→ **Directions**
According to the text on urban greening and green justice below, why does the urban greening orthodoxy leave aside tensions between social groups even when green practitioners mean well? Answer in one to three sentences.
(Document text begins)
From the urban greening orthodoxy to green justice
Universitat Autònoma de Barcelona & Barcelona Lab for Urban Environmental Justice and Sustainability (BCNUEJ)
Wednesday, May 19st 2021 – 14:00 – 15:00 CEST
Large cities worldwide are increasingly deploying urban greening interventions to address socio-environmental and health challenges and harness widespread benefits for citizens, industries, and investors, while protecting existing urban ecosystems, resources, environmentally- or climate- sensitive areas, and built infrastructure and settlements. Many urban greening interventions are further supported or encouraged by policy and research schemes. While those schemes promote efforts to experiment with and replicate urban greening in neighbourhoods through a city, Anguelovski argues that few of them begin with an equity lens and include concrete measures for ensuring that greening solutions benefit all residents, and in particular residents and communities who are historically vulnerable to environmental racism and/or displacement. For the most part, there is an implicit assumption of “green” trickle-down effects spreading to benefit all. Thus, even if green practitioners and managers have the best social intentions, the broader urban greening orthodoxy leaves aside important urban tensions, contradictions, and trade-offs between different social groups and their relations to urban greening. Anguelovski will illustrate this argument by quantitatively and qualitatively examining the extent to which urban greening creates equity in accessing the benefits of urban nature projects or, in contrast, perpetuates or produces urban inequities through processes of green privilege and green gentrification.
About Isabelle Anguelovski
Isabelle is the director of the Barcelona Lab for Urban Environmental Justice and Sustainability (BCNUEJ) and an ICREA Research Professor at the Universitat Autònoma de Barcelona, where she also works as Senior Researcher and Principal Investigator at the Institute for Environmental Science and Technology (ICTA). She was also a coordinator of the research group Healthy Cities and Environmental Justice at the Medical Research Institute (IMIM) at Hospital del Mar. Isabelle obtained a PhD in Urban Studies and Planning from the Massachusetts Institute of Technology (MIT) before returning to Europe in 2011 with a Marie Curie International Incoming Fellowship. Situated at the intersection of urban planning and policy, social inequality and development studies, her research examines the extent to which urban plans and policy decisions contribute to more just, resilient, healthy, and sustainable cities, and how community groups in distressed neighborhoods contest the existence, creation, or exacerbation of environmental inequities as a result of urban (re)development processes and policies. Since 2016, she has been the PI of a five-year ERC-funded project called GreenLULUs which examines green inequalities in 40 cities in Europe, the US, and Canada.
(Document text ends)
(Data shown begins)
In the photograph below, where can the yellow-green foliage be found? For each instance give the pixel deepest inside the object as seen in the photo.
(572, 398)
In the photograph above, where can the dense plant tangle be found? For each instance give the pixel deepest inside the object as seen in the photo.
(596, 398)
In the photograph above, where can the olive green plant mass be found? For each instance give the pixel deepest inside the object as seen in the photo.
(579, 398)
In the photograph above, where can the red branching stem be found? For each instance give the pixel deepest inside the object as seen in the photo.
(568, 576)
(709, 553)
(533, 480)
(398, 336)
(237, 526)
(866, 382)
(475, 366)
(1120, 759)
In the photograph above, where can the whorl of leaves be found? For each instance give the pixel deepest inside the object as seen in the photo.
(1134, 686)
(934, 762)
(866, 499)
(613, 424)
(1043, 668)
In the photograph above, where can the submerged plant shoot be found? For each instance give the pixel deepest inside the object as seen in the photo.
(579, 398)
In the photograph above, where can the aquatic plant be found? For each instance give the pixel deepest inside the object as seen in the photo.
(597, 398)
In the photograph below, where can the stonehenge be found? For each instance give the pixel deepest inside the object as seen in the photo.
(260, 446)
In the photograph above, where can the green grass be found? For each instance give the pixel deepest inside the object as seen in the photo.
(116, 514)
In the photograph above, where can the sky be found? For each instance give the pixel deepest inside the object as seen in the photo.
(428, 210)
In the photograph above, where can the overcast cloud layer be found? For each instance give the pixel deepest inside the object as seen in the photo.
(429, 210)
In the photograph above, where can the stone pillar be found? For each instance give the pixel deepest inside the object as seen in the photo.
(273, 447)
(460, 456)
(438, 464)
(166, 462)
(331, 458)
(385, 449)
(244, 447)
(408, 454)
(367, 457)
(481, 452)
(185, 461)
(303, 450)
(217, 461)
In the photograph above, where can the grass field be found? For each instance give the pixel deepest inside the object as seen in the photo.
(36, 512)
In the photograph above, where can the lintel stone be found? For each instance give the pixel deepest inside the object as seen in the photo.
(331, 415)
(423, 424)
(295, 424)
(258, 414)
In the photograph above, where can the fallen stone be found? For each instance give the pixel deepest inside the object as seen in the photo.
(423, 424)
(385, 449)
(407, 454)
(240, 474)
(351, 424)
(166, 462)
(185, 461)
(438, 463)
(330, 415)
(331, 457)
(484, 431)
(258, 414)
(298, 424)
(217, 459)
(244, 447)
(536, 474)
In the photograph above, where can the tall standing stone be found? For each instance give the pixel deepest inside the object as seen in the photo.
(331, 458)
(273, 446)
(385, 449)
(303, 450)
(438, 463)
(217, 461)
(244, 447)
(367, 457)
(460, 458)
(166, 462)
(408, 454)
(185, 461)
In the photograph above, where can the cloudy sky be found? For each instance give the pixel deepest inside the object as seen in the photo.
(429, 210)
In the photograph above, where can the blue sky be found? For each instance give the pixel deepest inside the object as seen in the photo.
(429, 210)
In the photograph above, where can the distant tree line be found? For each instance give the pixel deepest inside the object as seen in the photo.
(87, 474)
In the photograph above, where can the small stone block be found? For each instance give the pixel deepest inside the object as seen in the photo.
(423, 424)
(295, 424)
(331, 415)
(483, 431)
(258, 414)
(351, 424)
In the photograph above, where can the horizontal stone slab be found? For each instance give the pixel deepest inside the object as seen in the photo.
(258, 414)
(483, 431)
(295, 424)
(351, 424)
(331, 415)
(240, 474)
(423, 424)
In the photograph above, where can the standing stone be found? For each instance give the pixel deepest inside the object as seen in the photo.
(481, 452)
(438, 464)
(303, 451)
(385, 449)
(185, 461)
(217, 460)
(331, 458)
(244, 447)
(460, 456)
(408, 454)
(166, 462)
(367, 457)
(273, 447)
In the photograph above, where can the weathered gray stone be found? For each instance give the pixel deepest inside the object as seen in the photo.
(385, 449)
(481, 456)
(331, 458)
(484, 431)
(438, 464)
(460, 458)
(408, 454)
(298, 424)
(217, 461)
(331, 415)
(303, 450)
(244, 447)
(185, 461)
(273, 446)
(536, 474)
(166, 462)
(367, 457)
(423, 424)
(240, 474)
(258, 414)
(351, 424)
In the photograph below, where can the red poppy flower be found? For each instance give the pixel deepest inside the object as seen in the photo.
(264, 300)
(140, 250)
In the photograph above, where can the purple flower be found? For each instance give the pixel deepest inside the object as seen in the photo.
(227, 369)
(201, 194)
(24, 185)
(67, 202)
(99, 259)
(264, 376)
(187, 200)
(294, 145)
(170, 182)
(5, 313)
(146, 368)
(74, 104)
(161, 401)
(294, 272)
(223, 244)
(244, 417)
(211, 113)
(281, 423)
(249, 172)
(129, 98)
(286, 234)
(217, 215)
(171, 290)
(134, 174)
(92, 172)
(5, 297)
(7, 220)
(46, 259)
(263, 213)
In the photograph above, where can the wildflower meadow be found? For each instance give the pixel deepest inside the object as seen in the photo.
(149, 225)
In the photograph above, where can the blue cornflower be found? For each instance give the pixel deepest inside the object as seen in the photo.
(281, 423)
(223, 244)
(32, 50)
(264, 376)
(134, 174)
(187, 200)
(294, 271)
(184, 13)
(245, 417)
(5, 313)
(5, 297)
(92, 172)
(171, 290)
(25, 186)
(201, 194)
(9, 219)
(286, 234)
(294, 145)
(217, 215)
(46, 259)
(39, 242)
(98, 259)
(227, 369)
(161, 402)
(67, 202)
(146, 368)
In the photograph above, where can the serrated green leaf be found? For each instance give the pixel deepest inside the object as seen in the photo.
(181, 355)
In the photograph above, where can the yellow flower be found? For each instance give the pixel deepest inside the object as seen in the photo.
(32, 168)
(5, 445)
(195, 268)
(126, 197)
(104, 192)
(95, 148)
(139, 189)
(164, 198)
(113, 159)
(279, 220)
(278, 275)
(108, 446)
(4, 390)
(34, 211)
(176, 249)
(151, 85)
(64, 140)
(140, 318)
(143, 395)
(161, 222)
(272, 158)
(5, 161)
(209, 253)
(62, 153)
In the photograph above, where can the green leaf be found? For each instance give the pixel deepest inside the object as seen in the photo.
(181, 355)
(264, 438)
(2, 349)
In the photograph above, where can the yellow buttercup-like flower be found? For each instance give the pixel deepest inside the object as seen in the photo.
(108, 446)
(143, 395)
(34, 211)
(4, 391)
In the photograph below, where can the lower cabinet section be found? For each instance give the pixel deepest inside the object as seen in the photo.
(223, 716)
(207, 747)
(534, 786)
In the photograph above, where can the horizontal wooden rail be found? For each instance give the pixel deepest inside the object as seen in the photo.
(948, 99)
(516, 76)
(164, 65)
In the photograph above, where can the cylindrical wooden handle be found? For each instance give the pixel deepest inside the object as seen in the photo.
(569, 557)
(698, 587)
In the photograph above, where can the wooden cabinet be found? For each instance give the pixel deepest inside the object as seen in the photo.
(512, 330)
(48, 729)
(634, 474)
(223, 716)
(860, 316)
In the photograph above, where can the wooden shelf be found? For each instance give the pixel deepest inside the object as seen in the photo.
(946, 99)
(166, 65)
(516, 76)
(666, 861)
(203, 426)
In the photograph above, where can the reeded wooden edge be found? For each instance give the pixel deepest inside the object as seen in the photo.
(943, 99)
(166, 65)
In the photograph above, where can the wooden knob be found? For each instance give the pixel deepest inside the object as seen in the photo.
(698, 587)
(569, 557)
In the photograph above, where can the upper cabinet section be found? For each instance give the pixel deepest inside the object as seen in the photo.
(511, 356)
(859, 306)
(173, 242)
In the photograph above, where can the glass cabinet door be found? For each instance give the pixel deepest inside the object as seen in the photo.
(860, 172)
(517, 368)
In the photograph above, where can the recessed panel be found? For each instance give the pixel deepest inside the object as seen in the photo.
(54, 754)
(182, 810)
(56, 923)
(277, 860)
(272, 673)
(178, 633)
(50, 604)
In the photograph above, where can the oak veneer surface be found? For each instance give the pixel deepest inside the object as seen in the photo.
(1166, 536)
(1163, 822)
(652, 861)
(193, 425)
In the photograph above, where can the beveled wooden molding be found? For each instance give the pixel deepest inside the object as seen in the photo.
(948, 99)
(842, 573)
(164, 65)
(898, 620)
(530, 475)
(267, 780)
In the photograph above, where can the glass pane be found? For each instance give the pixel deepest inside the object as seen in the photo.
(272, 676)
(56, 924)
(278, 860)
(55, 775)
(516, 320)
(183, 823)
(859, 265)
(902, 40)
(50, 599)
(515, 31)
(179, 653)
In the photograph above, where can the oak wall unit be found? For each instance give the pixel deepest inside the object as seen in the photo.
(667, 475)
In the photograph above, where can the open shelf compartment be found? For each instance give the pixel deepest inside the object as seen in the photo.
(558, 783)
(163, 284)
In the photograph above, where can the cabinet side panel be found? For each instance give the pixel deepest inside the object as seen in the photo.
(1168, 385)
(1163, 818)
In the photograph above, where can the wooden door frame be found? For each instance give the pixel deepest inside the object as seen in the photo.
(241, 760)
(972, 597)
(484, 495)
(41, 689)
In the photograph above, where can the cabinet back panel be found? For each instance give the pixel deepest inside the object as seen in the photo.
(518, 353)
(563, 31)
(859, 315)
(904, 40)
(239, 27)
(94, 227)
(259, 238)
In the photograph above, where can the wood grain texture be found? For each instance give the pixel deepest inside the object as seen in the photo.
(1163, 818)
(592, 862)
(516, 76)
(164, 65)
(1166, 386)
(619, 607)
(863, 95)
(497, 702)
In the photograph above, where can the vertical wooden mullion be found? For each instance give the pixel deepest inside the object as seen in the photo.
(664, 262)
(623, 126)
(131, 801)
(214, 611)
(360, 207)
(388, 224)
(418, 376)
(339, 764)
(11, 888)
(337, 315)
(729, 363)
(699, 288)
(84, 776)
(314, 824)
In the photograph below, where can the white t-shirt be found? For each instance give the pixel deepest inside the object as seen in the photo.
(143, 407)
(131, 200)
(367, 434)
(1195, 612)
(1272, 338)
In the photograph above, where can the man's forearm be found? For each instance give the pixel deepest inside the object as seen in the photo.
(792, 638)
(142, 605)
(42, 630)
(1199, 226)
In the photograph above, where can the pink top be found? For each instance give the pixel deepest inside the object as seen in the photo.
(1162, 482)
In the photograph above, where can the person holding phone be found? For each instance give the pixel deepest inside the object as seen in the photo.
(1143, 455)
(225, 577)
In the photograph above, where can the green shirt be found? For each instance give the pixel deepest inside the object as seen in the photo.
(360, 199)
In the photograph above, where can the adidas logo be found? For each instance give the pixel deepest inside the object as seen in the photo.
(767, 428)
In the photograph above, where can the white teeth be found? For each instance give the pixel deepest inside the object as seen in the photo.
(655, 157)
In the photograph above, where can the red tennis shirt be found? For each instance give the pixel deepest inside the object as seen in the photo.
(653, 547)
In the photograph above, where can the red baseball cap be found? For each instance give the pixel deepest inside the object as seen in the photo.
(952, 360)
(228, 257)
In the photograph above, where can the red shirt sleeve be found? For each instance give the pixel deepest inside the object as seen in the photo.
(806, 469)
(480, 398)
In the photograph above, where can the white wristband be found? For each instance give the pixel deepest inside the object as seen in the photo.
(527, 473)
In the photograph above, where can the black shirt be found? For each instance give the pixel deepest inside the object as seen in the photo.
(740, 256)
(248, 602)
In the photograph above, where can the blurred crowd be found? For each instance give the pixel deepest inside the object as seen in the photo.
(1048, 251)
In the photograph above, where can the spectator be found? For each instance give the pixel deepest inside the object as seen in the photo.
(Data shown ends)
→ **Output for this exercise**
Few of the policy and research schemes behind urban greening begin with an equity lens or include concrete measures to make sure greening benefits all residents, especially those historically vulnerable to environmental racism or displacement. Instead, they mostly rest on an implicit assumption that "green" benefits will trickle down to everyone.